▶ [REQUIRED TASK]
Reproduce the items below, putting "survey notes" in place of every occurrence of "field log" and changing nothing else.

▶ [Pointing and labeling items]

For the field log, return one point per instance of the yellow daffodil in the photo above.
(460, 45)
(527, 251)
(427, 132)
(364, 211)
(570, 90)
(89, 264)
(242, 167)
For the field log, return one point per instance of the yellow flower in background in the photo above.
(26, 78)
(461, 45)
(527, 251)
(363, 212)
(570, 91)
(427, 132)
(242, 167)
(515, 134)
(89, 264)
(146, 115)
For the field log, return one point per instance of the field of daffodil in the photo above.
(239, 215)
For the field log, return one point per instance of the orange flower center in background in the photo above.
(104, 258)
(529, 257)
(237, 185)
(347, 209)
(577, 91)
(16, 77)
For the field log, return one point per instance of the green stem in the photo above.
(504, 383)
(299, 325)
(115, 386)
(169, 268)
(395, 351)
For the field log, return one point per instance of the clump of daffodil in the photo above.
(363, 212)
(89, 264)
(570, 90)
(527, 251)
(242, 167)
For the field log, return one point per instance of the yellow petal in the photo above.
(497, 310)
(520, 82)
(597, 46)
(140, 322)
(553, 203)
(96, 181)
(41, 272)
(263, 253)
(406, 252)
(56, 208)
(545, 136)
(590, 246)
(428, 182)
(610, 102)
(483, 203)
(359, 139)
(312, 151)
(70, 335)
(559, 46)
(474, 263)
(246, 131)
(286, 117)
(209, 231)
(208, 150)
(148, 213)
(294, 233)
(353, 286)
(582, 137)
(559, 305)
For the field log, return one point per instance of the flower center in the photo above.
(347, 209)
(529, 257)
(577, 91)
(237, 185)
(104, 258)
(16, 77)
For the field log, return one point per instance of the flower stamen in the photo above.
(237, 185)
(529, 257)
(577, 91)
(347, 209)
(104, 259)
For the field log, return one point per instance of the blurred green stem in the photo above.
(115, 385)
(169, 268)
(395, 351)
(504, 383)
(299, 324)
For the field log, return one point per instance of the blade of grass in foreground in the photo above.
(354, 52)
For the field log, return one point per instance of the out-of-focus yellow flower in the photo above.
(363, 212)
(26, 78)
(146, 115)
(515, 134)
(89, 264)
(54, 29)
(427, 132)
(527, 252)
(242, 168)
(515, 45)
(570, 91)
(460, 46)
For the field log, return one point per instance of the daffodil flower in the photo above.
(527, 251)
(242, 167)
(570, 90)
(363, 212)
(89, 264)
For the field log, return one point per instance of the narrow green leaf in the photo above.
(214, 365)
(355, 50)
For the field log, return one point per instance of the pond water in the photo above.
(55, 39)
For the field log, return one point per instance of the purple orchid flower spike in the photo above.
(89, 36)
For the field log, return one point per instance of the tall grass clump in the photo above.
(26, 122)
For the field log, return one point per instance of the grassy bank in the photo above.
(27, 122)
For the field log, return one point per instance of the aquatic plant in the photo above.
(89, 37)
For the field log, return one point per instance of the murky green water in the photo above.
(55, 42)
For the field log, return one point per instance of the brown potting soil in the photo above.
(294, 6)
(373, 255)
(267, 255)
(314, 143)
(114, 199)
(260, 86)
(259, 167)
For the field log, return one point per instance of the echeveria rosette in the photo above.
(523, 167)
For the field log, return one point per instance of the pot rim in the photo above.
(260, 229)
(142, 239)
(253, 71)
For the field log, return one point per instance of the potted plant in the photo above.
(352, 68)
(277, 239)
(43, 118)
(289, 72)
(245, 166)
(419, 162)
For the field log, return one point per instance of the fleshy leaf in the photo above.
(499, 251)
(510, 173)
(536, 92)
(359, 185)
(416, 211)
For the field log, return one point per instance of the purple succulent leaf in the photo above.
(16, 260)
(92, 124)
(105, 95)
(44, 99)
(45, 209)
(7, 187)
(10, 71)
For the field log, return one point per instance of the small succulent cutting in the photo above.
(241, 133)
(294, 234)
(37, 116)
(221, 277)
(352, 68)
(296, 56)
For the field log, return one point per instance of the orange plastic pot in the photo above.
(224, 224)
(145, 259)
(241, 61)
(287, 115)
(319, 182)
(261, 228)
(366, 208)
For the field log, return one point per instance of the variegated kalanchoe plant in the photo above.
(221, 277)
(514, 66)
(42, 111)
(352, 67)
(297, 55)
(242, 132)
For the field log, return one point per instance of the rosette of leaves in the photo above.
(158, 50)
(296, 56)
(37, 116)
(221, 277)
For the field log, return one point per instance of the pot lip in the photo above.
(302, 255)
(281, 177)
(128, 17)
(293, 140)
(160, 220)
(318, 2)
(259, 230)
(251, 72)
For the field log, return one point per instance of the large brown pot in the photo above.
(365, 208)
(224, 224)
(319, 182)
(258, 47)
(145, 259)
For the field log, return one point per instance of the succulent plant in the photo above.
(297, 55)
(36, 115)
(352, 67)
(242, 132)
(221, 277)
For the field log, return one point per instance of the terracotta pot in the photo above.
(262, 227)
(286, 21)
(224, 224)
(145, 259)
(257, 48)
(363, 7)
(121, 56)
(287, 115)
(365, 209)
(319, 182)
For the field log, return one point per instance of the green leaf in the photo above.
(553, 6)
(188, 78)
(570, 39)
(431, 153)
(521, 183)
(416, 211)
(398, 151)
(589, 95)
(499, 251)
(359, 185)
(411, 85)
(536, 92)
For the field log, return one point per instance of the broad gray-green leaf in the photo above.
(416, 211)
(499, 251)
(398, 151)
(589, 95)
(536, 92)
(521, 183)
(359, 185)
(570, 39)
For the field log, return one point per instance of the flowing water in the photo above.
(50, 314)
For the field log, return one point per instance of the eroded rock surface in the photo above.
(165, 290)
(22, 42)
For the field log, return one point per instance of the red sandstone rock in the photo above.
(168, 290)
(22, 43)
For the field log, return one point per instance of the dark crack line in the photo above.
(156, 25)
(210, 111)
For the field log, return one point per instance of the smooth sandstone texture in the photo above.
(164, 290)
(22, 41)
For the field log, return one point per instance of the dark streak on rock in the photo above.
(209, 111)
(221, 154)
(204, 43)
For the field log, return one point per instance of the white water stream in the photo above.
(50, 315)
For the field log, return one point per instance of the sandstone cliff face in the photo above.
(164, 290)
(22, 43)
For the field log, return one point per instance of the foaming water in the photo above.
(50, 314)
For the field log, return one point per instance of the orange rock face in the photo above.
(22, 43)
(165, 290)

▶ [THE RESULT]
For the survey notes, return one point per instance of the yellow daffodil in the photo above.
(460, 45)
(527, 251)
(427, 132)
(364, 211)
(570, 90)
(89, 264)
(242, 167)
For the survey notes, return one point per instance of the yellow flower in background in the photo above.
(26, 78)
(461, 45)
(527, 251)
(363, 212)
(570, 91)
(427, 132)
(242, 167)
(515, 134)
(89, 264)
(146, 115)
For the survey notes, return one point per instance of the field of daffodil in the photo above.
(239, 215)
For the survey notes, return one point per instance of the orange flower center in background in the photo above.
(104, 258)
(529, 257)
(237, 185)
(347, 209)
(577, 91)
(16, 77)
For the survey notes, return one point per instance of the green stem in the photo above.
(504, 383)
(299, 325)
(115, 386)
(169, 268)
(395, 351)
For the survey notes, return one point per instance of the clump of daffodil in the photo above.
(363, 212)
(89, 264)
(570, 90)
(527, 251)
(242, 167)
For the survey notes, return one point per instance of the yellow petal in the photo above.
(497, 310)
(520, 82)
(597, 46)
(140, 322)
(553, 203)
(96, 181)
(41, 272)
(263, 253)
(406, 252)
(56, 208)
(545, 136)
(590, 246)
(428, 182)
(610, 102)
(483, 203)
(359, 139)
(312, 151)
(70, 335)
(559, 46)
(474, 263)
(246, 131)
(286, 117)
(209, 231)
(208, 150)
(148, 213)
(294, 233)
(353, 286)
(582, 137)
(559, 305)
For the survey notes, return one point per instance of the flower center in the photo above.
(347, 209)
(529, 257)
(577, 91)
(237, 185)
(104, 258)
(16, 77)
For the survey notes, return one point per instance of the flower stamen in the photo above.
(237, 185)
(529, 257)
(577, 91)
(347, 209)
(104, 259)
For the survey notes, return one point per instance of the blurred green stem in the photo above.
(115, 385)
(169, 268)
(395, 351)
(504, 383)
(299, 324)
For the survey notes, return one point per instance of the blade of grass in foreground in the photo above.
(354, 52)
For the survey notes, return one point per instance of the out-of-focus yellow flower in the photo above.
(363, 212)
(26, 78)
(146, 115)
(515, 134)
(89, 264)
(54, 29)
(427, 132)
(527, 252)
(242, 168)
(515, 45)
(570, 91)
(460, 46)
For the survey notes, return one point per instance of the daffodil flower in the photo above.
(527, 251)
(242, 167)
(570, 90)
(363, 212)
(89, 264)
For the survey notes, return one point per instance of the narrow green leaf in the photo above.
(214, 365)
(355, 50)
For the survey notes, return one point per instance of the pond water in the photo above.
(55, 39)
For the survey notes, return one point per instance of the purple orchid flower spike in the photo above.
(89, 36)
For the survey notes, return one point per instance of the tall grass clump in the photo above.
(26, 122)
For the survey notes, return one point per instance of the grassy bank in the photo above.
(27, 122)
For the survey notes, return one point per instance of the aquatic plant in the photo above.
(89, 37)
For the survey notes, return one point per instance of the murky green water in the photo above.
(55, 42)
For the survey notes, return one point per instance of the brown potting soil in the photo above.
(294, 6)
(373, 255)
(267, 255)
(314, 143)
(114, 199)
(260, 86)
(259, 167)
For the survey notes, return one point per instance of the echeveria rosette in the photo above.
(523, 167)
For the survey notes, return one point per instance of the pot rim in the photo above.
(260, 229)
(142, 239)
(253, 71)
For the survey notes, return one point per instance of the potted plant in the photo above.
(352, 68)
(277, 239)
(43, 118)
(289, 72)
(245, 166)
(419, 162)
For the survey notes, return one point per instance of the fleshy leaf in the photo above.
(499, 251)
(510, 173)
(536, 92)
(359, 185)
(416, 211)
For the survey notes, return one point per instance of the purple succulent leaf in the photo above.
(16, 260)
(92, 124)
(105, 95)
(44, 99)
(45, 209)
(7, 187)
(10, 71)
For the survey notes, return one point per instance of the small succulent cutting in the photo above.
(241, 133)
(294, 234)
(37, 116)
(221, 277)
(352, 68)
(296, 56)
For the survey notes, return one point per instance of the orange plastic pot in the photo above.
(224, 224)
(145, 259)
(241, 61)
(287, 115)
(319, 182)
(261, 228)
(366, 208)
For the survey notes, return one point per instance of the variegated kalanchoe plant in the photo above.
(221, 277)
(514, 66)
(42, 111)
(352, 67)
(297, 55)
(242, 132)
For the survey notes, return one point per instance of the rosette of leaves in the photo above.
(158, 50)
(296, 56)
(37, 116)
(221, 277)
For the survey notes, return one point per instance of the pot lip in the photo above.
(302, 255)
(281, 177)
(128, 17)
(293, 140)
(160, 220)
(318, 2)
(259, 230)
(251, 72)
For the survey notes, return one point per instance of the large brown pot in the photo above.
(365, 208)
(224, 224)
(319, 182)
(258, 47)
(145, 259)
For the survey notes, return one point per instance of the succulent plant in the photo above.
(297, 55)
(36, 115)
(352, 67)
(242, 132)
(221, 277)
For the survey notes, return one point per instance of the terracotta pot in the photo above.
(262, 227)
(286, 21)
(224, 224)
(145, 259)
(257, 48)
(363, 7)
(121, 56)
(287, 115)
(365, 209)
(319, 182)
For the survey notes, return one point per instance of the green leaf in the photo above.
(553, 6)
(188, 78)
(570, 39)
(431, 153)
(521, 183)
(416, 211)
(398, 151)
(589, 95)
(499, 251)
(359, 185)
(411, 85)
(536, 92)
For the survey notes, return one point per instance of the broad gray-green leaf in the photo above.
(416, 211)
(499, 251)
(398, 151)
(589, 95)
(536, 92)
(521, 183)
(359, 185)
(570, 39)
For the survey notes, return one point per instance of the flowing water in the photo above.
(50, 314)
For the survey notes, return one point per instance of the eroded rock surface in the photo above.
(165, 290)
(22, 42)
For the survey notes, return one point per instance of the red sandstone rock in the photo above.
(168, 290)
(22, 43)
For the survey notes, return one point per instance of the dark crack line in the photo above.
(156, 25)
(210, 111)
For the survey notes, return one point per instance of the smooth sandstone texture in the photo above.
(164, 290)
(22, 41)
For the survey notes, return one point per instance of the dark streak on rock in the photo above.
(209, 111)
(221, 154)
(204, 43)
For the survey notes, return one point per instance of the white water stream in the photo above.
(50, 315)
For the survey notes, return one point per instance of the sandstone cliff face in the photo above.
(164, 290)
(22, 43)
For the survey notes, return one point per instance of the foaming water in the photo above.
(50, 314)
For the survey notes, return one point per instance of the orange rock face in the photo above.
(22, 43)
(165, 290)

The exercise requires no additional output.